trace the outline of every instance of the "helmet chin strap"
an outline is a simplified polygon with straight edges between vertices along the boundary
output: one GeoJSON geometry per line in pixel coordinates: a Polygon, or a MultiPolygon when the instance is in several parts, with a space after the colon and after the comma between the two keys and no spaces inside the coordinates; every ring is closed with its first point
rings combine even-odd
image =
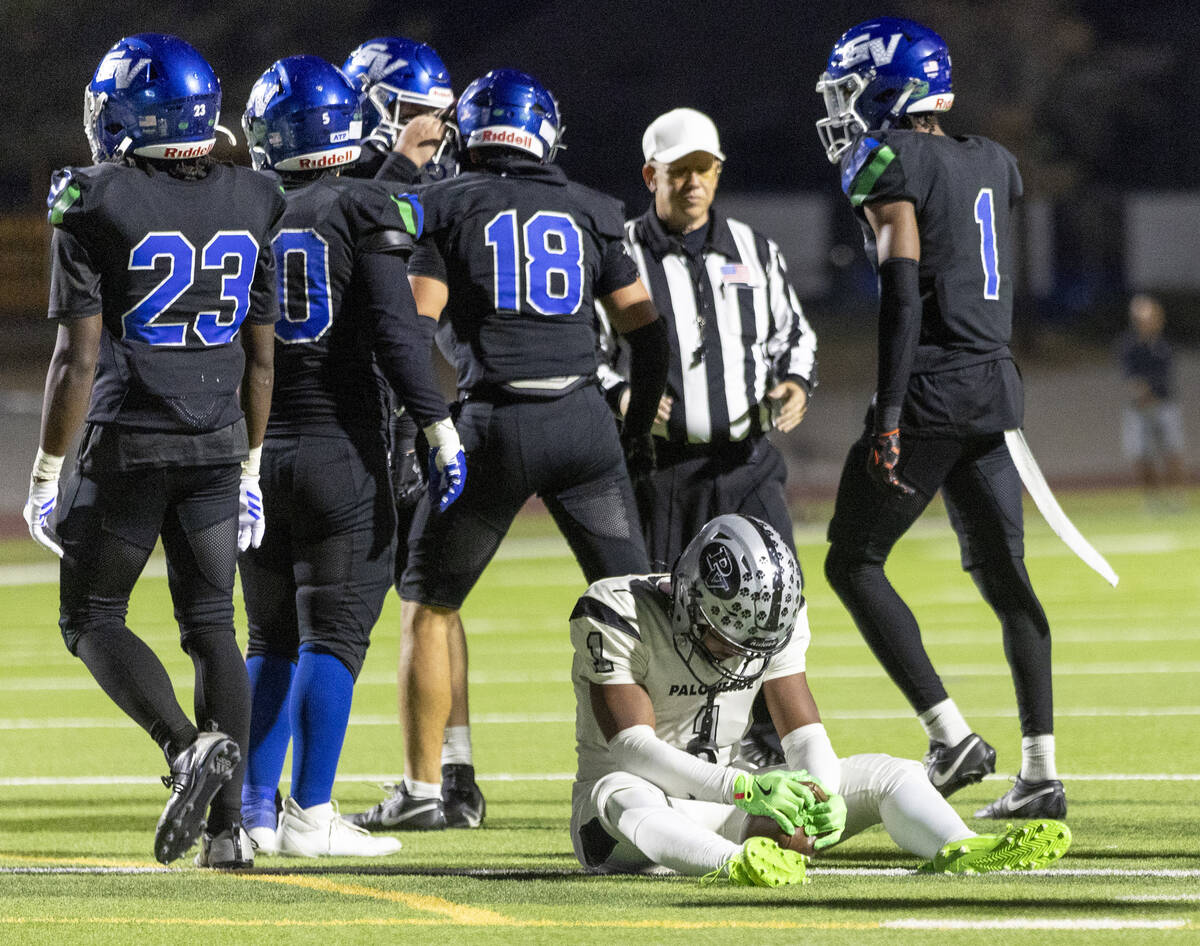
{"type": "Polygon", "coordinates": [[[113,148],[113,159],[120,161],[125,157],[125,152],[129,150],[129,146],[133,144],[133,139],[126,135],[121,139],[121,143],[113,148]]]}
{"type": "Polygon", "coordinates": [[[223,134],[226,138],[229,139],[229,143],[231,145],[233,145],[233,147],[235,147],[235,148],[237,147],[237,143],[238,143],[237,135],[235,135],[232,131],[230,131],[224,125],[218,124],[215,126],[215,128],[217,131],[219,131],[221,134],[223,134]]]}
{"type": "Polygon", "coordinates": [[[904,84],[904,88],[900,91],[900,95],[896,98],[896,104],[893,105],[891,111],[888,112],[888,123],[885,127],[891,128],[892,125],[900,120],[900,116],[904,113],[904,106],[908,104],[908,100],[911,99],[913,93],[921,87],[921,84],[922,83],[920,79],[909,79],[908,82],[904,84]]]}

* * * * * * *

**Directions for this task**
Filter the records down to the lines that contain the string "with", and copy those lines.

**Task response**
an outline is a simplified polygon with straight edges between vertices along the boundary
output: one GeoJSON geometry per line in pixel coordinates: a Polygon, or a MultiPolygon when the instance is in several parts, with a space after the colon and after the comma between the two keys and no spaces inside the coordinates; every ring is closed with its first point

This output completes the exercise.